Task objective: In the ESC1002 module description, who is named as the module leader?

Document segment:
Start of Block
ESC1002 : Introduction to sport and exercise psychology
- Offered for Year: 2018/19
- Module Leader(s): Dr Luke Wilkins
- Lecturer: Dr Gary Robinson
- Owning School: Biomedical Sciences
- Teaching Location: Newcastle City Campus
|Semester 1 Credit Value:||20|
This module aims to introduce students to the area of sport and exercise psychology. The module provides an overview and an examination of psychological factors which influence individual and group behaviour in sport and exercise. The module also aims to critically examine, evaluate, and apply psychological principles, theory, and research within sport and exercise. Practical and ethical issues in sport and exercise psychology will also be examined.
End of Block
Records provided:
Start of Block
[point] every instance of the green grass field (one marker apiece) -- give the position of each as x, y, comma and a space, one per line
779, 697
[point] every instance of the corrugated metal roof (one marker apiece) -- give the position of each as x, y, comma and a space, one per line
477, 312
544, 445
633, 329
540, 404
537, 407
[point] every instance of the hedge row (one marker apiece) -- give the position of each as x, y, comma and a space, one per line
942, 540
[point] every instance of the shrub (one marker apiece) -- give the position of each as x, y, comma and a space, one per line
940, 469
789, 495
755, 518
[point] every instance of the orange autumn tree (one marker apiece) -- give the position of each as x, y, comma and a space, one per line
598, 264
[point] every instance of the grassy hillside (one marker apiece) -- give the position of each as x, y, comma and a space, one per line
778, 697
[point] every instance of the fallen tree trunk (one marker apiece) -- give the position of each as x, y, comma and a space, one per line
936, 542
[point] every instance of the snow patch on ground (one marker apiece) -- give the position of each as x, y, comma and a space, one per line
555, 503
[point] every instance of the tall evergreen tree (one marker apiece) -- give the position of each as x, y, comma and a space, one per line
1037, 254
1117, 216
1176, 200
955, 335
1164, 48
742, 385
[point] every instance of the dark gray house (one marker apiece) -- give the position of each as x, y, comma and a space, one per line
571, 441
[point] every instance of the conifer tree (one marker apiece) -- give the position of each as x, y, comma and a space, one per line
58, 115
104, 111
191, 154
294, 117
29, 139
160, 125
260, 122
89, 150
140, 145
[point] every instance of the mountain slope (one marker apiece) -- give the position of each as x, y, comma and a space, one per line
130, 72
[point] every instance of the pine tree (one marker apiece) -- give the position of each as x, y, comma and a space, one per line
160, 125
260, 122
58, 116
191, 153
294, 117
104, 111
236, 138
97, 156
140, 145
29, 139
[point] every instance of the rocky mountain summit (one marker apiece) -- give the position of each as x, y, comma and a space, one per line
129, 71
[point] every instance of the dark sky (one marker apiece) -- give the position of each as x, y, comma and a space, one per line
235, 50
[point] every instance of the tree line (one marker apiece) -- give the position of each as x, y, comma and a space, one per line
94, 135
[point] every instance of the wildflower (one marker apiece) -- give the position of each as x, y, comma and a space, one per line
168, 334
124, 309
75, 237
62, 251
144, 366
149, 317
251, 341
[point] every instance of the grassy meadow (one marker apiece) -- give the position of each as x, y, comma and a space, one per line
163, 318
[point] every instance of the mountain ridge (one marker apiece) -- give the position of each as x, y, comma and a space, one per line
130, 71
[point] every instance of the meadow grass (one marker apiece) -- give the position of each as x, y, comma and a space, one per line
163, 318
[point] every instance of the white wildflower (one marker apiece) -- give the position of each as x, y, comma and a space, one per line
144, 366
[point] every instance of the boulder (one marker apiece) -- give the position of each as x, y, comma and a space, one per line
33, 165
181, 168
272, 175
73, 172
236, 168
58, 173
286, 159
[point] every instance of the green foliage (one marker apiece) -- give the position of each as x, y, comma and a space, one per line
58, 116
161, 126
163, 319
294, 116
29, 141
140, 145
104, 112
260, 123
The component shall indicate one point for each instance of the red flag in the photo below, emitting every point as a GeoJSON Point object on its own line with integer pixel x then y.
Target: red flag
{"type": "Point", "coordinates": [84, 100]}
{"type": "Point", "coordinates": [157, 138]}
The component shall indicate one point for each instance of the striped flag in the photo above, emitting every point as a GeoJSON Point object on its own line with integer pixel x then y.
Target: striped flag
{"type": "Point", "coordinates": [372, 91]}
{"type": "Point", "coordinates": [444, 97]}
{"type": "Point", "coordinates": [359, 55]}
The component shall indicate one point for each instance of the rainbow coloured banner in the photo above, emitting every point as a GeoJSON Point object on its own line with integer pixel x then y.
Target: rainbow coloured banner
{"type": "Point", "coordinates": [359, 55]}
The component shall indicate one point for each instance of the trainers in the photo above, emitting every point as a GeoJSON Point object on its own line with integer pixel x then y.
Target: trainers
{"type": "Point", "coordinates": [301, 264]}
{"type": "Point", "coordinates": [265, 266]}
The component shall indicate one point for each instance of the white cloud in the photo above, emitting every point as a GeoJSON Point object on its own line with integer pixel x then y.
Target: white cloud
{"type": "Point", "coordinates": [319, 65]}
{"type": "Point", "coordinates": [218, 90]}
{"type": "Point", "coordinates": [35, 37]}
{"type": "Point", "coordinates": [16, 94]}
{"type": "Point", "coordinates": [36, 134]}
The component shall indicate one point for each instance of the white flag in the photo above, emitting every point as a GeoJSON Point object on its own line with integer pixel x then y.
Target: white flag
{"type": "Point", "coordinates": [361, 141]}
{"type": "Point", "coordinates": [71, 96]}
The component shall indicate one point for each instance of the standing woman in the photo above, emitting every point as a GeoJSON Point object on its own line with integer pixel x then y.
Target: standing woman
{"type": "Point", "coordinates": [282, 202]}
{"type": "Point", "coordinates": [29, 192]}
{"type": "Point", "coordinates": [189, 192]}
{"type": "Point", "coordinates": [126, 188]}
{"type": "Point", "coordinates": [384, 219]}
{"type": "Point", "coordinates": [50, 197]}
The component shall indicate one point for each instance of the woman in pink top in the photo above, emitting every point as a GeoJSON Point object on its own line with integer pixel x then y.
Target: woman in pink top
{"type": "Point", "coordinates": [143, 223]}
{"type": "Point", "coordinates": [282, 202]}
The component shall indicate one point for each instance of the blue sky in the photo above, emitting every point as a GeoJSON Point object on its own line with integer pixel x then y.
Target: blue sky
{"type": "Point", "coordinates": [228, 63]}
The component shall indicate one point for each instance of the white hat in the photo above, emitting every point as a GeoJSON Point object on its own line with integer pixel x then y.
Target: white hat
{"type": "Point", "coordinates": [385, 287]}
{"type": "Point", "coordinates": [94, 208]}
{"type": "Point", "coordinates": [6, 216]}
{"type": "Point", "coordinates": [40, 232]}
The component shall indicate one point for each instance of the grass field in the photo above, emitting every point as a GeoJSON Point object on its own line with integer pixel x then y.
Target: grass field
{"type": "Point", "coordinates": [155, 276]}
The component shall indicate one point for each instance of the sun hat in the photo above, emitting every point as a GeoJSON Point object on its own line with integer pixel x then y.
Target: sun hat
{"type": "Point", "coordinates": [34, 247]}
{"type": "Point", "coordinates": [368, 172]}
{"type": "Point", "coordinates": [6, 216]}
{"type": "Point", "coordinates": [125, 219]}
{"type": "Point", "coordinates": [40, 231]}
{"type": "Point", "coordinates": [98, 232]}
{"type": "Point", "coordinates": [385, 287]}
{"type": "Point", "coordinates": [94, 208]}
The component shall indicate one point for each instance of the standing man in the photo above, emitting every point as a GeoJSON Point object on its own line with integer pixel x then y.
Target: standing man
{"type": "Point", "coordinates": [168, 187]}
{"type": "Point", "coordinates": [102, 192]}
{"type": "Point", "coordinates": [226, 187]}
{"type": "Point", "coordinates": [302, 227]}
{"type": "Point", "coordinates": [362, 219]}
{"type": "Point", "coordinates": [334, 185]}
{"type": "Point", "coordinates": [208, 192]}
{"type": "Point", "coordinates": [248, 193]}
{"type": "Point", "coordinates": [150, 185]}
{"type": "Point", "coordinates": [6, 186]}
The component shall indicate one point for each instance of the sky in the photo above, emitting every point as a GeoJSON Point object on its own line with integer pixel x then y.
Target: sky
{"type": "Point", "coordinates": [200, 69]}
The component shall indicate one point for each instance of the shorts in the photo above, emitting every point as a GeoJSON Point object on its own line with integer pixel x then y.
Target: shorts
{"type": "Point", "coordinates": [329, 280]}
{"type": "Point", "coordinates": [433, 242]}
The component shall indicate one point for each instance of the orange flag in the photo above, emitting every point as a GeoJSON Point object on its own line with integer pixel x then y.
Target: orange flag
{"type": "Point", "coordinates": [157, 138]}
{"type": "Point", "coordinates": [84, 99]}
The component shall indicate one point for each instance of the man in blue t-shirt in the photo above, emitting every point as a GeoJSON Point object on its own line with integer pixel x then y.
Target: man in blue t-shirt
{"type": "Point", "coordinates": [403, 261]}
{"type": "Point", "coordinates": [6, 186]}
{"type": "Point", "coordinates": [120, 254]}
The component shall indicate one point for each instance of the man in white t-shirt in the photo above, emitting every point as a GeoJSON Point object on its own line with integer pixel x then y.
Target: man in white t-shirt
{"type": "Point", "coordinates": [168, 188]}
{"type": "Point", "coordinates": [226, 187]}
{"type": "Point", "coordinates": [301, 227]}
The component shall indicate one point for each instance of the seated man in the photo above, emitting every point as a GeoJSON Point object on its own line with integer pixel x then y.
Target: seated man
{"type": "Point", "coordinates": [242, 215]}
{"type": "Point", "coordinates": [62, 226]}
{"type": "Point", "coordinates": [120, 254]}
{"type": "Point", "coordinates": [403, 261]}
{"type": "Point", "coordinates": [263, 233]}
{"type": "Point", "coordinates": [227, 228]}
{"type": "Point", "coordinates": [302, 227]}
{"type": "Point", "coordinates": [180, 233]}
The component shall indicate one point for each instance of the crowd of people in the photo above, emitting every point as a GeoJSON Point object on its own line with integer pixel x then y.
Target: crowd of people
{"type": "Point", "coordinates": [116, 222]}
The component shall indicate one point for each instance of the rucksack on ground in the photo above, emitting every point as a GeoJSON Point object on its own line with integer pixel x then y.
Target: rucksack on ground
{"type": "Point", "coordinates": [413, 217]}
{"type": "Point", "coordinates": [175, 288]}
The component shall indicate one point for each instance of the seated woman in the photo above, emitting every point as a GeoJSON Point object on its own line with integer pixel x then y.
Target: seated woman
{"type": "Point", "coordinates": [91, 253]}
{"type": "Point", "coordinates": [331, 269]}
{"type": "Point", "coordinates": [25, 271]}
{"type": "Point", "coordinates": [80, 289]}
End of Block
Exercise response: Dr Luke Wilkins